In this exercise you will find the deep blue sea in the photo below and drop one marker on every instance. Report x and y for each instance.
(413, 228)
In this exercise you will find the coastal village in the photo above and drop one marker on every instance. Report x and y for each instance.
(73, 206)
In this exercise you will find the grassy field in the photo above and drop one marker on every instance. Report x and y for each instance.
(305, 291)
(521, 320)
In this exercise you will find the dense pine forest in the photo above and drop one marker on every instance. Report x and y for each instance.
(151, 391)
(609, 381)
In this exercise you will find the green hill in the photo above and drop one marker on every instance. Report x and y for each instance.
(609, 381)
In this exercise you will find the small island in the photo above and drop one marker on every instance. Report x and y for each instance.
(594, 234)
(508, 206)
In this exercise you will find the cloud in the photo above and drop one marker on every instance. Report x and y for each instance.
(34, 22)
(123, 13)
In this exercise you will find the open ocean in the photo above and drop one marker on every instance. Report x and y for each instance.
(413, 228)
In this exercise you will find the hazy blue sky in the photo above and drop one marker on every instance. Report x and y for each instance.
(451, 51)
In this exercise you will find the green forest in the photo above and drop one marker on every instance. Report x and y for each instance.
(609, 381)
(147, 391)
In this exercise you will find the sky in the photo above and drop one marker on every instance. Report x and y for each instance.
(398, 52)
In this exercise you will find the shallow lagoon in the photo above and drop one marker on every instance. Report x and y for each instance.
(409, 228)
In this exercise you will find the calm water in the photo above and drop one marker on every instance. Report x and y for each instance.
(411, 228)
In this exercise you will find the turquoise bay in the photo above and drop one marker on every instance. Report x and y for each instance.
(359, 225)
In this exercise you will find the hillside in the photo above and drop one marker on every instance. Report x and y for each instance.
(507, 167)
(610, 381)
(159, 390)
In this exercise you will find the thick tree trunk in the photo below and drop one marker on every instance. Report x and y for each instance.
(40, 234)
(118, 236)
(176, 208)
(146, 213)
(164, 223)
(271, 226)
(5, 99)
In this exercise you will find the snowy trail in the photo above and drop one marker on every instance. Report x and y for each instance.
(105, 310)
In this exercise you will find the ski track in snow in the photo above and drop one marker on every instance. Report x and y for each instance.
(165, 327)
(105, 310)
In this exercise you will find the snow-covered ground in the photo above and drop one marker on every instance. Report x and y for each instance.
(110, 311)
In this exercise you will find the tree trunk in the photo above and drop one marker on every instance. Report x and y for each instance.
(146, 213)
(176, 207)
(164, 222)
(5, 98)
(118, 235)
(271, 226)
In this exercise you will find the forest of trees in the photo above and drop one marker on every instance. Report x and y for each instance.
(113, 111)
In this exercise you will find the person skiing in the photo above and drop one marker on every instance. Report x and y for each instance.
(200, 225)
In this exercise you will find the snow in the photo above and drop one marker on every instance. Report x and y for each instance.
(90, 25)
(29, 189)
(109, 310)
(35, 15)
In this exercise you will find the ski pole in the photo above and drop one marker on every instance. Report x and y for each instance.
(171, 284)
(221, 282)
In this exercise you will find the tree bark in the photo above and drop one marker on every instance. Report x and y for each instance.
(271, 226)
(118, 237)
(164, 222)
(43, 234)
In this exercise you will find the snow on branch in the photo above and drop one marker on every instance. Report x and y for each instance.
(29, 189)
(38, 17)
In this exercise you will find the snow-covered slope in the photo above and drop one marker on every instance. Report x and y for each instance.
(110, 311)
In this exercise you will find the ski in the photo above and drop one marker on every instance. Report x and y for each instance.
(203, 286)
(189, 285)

# [Your goal]
What do the records say? Quote them all exactly.

# [Exercise answer]
In this exercise you will find the deep blue sea in the photo below and drop one marker on every instance. Report x and y for each instance.
(413, 228)
In this exercise you will find the coastal village in the photo above and drop one marker on every instance. Report x and y for each instance.
(73, 206)
In this exercise you will find the grassy field in the photo above and drop one marker on every instance. Report x and y for each instance.
(305, 291)
(521, 320)
In this exercise you will find the dense pine forest in the photo above and drop one marker on every instance. Report x and y for each instance.
(151, 391)
(609, 381)
In this exercise you will find the green hill in the photo above and drop one marker on every instance. Report x and y for each instance.
(609, 381)
In this exercise you will find the small island in the photo above and drop one marker on every instance. Report x and y for each instance.
(594, 234)
(508, 206)
In this exercise you will find the cloud in the photo above and drop one marker on every instance. Report x and y for each instance.
(34, 22)
(123, 13)
In this exercise you will find the open ocean in the photo above and drop one marker on every instance. Report x and y for each instance.
(413, 228)
In this exercise you will find the hazy blue sky in the photo above and drop one marker on every instance. Report x and y for each instance.
(451, 51)
In this exercise you will find the green forest in the photo above and drop one marker on every instance. Report x and y for each instance.
(609, 381)
(147, 391)
In this exercise you will find the sky in the photo above and drop one marker on every instance. Report x and y for each instance.
(398, 52)
In this exercise you will find the shallow lagoon in the photo above and drop one marker on every instance. Report x and y for each instance.
(409, 228)
In this exercise you will find the calm water in the photo above and drop one marker on every instance. Report x and y for each instance.
(411, 228)
In this exercise you will find the turquoise bay in the photo above and drop one marker on every instance. Report x and y for each instance.
(359, 225)
In this exercise you will find the hillside in the photo above and drop one marker on every instance. Report x and y for each instance.
(507, 167)
(610, 381)
(159, 390)
In this exercise you will find the thick tree trunk in the photo below and drop one marker on every instance. Report x and y for each instance.
(40, 234)
(118, 236)
(176, 208)
(146, 213)
(164, 223)
(271, 226)
(5, 99)
In this exercise you will find the snowy trail in the photo above and drop one marker on every instance. Report x and y for each instance.
(105, 310)
In this exercise you will find the ski track in snow in the photo above and drop one marker on every instance. Report x and y for each instance.
(165, 327)
(105, 310)
In this exercise you will find the snow-covered ground in the photo above and drop one marker on every instance. Report x and y for each instance.
(110, 311)
In this exercise you will find the tree trunk in the photo above and drop one marker on every instance. Report x and y for each instance.
(146, 213)
(176, 207)
(164, 222)
(5, 98)
(118, 235)
(271, 226)
In this exercise you will find the forest of trees in the photo above and drop one marker on every instance. Report x and y for each instance.
(113, 111)
In this exercise you will find the person skiing in the photo above and drop one marker on every instance. Report x and y for each instance.
(200, 225)
In this exercise you will find the snow in the photo above and drop one marker on every instance. Report x and y for each instance.
(90, 25)
(29, 189)
(109, 310)
(35, 15)
In this exercise you will find the ski pole in the photo above and drop one marker on every instance. Report x and y for each instance.
(171, 284)
(221, 282)
In this exercise you will find the tree bark in the photo above and drop one marker on every instance. Report x and y for each instance.
(271, 226)
(118, 237)
(164, 222)
(43, 234)
In this exercise you will find the snow on branch in the photo above and drop one marker on every instance. Report x and y for each instance.
(29, 189)
(38, 17)
In this exercise you will find the snow-covered slope in the photo above and drop one marker on every instance. Report x and y for each instance.
(110, 311)
In this exercise you will find the ski in the photo above and drop one marker on every instance. Report x and y for each instance.
(203, 286)
(189, 285)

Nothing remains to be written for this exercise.